→ Problem to work on: Transcribe exactly the line that contains "Query: bird's foot" and every line below it in the listing, through the last, and no other lines.

[Supplied records — start]

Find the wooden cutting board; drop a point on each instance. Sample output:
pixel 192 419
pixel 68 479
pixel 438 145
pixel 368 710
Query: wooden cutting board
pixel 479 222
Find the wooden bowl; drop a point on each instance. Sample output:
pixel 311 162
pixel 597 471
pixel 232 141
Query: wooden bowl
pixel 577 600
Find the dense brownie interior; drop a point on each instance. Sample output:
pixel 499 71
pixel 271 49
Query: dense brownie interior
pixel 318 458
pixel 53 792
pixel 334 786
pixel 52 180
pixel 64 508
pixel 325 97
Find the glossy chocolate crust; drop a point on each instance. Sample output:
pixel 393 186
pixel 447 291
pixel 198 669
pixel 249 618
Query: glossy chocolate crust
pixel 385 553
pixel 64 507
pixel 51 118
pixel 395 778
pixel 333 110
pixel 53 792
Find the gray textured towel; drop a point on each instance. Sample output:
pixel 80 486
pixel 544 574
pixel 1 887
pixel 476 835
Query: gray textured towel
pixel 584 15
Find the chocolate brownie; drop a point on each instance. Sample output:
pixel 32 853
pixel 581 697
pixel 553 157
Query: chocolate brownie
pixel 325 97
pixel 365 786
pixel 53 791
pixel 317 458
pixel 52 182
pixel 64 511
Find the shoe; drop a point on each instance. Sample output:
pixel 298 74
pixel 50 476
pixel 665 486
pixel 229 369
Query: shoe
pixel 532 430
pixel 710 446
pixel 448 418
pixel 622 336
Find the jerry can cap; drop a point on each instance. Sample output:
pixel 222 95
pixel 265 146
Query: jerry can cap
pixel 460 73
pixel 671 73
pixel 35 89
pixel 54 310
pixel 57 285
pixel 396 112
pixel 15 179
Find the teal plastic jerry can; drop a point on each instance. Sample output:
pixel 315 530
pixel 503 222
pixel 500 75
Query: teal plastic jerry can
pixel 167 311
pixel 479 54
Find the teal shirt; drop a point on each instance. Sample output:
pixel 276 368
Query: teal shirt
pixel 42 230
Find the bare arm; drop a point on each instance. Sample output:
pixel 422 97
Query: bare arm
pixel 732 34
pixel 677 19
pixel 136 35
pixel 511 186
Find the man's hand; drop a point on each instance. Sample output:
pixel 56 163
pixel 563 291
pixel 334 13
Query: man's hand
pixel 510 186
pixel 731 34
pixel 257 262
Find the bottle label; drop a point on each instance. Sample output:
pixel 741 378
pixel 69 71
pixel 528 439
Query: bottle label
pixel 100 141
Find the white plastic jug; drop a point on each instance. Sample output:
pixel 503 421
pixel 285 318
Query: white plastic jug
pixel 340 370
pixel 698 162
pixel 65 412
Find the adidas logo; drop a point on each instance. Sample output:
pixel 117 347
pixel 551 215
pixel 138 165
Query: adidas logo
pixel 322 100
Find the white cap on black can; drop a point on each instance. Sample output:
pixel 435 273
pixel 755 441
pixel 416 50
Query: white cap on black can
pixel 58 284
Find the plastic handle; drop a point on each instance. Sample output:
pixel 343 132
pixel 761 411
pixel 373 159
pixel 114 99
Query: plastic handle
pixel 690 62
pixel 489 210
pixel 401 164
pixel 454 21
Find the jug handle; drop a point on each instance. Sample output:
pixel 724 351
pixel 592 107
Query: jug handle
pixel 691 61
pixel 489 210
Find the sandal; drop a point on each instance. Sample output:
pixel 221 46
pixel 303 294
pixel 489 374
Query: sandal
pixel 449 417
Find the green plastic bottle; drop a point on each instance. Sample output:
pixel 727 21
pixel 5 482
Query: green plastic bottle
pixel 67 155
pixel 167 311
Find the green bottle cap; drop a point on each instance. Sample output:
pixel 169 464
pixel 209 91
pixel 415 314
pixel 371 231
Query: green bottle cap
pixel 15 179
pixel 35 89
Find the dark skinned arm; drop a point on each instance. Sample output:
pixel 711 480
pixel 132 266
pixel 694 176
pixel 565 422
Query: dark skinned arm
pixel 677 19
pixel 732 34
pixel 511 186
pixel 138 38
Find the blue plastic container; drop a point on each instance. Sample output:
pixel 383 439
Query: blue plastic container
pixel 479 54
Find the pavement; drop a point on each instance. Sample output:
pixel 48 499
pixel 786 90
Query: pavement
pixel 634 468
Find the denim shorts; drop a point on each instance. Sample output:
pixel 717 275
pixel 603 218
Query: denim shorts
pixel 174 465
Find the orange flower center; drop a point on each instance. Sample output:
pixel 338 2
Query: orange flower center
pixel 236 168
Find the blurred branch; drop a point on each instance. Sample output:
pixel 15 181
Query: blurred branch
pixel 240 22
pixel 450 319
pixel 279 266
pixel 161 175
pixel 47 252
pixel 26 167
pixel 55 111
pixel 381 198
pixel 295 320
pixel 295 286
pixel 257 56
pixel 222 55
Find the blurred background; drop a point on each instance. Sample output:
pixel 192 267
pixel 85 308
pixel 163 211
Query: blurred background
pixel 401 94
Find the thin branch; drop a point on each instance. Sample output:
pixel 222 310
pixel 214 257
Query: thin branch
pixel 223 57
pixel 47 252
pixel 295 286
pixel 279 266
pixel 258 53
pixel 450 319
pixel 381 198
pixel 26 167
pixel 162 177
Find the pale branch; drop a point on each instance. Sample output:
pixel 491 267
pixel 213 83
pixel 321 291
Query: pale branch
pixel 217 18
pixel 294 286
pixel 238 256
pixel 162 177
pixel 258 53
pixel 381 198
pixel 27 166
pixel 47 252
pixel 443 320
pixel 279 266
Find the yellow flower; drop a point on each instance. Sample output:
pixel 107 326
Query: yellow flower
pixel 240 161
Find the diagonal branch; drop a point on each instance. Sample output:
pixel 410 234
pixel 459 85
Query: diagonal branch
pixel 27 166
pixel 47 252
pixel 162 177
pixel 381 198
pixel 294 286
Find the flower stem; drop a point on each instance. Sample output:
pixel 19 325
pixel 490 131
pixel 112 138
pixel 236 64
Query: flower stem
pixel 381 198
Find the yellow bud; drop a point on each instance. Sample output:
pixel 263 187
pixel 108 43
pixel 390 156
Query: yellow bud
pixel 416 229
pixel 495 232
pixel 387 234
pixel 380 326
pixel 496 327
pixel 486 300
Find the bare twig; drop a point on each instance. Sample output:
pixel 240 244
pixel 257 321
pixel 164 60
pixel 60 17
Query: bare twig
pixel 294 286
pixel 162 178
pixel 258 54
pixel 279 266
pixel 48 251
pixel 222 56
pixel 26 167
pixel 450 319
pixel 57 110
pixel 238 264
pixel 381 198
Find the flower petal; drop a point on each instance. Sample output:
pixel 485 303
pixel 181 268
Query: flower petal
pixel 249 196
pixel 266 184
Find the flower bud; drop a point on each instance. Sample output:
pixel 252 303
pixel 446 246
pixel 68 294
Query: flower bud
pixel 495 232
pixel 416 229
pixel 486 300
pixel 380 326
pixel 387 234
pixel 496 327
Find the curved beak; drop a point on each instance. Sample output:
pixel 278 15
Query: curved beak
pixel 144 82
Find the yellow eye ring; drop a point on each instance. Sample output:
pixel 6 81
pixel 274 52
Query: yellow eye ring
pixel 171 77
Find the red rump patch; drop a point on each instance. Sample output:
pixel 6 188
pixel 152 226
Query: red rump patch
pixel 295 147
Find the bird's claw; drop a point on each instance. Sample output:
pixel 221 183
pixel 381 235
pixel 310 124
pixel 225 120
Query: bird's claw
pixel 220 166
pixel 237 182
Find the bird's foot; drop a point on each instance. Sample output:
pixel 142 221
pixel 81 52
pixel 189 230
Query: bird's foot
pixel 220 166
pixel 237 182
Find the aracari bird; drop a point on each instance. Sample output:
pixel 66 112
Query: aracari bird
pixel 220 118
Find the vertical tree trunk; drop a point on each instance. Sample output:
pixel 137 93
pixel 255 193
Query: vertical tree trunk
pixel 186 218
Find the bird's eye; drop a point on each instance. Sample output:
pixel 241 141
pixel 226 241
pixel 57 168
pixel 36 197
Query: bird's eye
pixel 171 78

[Supplied records — finish]

→ Task result:
Query: bird's foot
pixel 220 166
pixel 237 182
Find the aracari bird; drop a point on each instance. Sample output:
pixel 66 112
Query: aracari bird
pixel 220 118
Find the vertical tree trunk; drop a point on each instance. Sample output:
pixel 137 93
pixel 255 193
Query: vertical tree trunk
pixel 186 218
Find the bird's eye; drop a point on each instance. Sample output:
pixel 241 141
pixel 226 241
pixel 57 168
pixel 36 197
Query: bird's eye
pixel 171 78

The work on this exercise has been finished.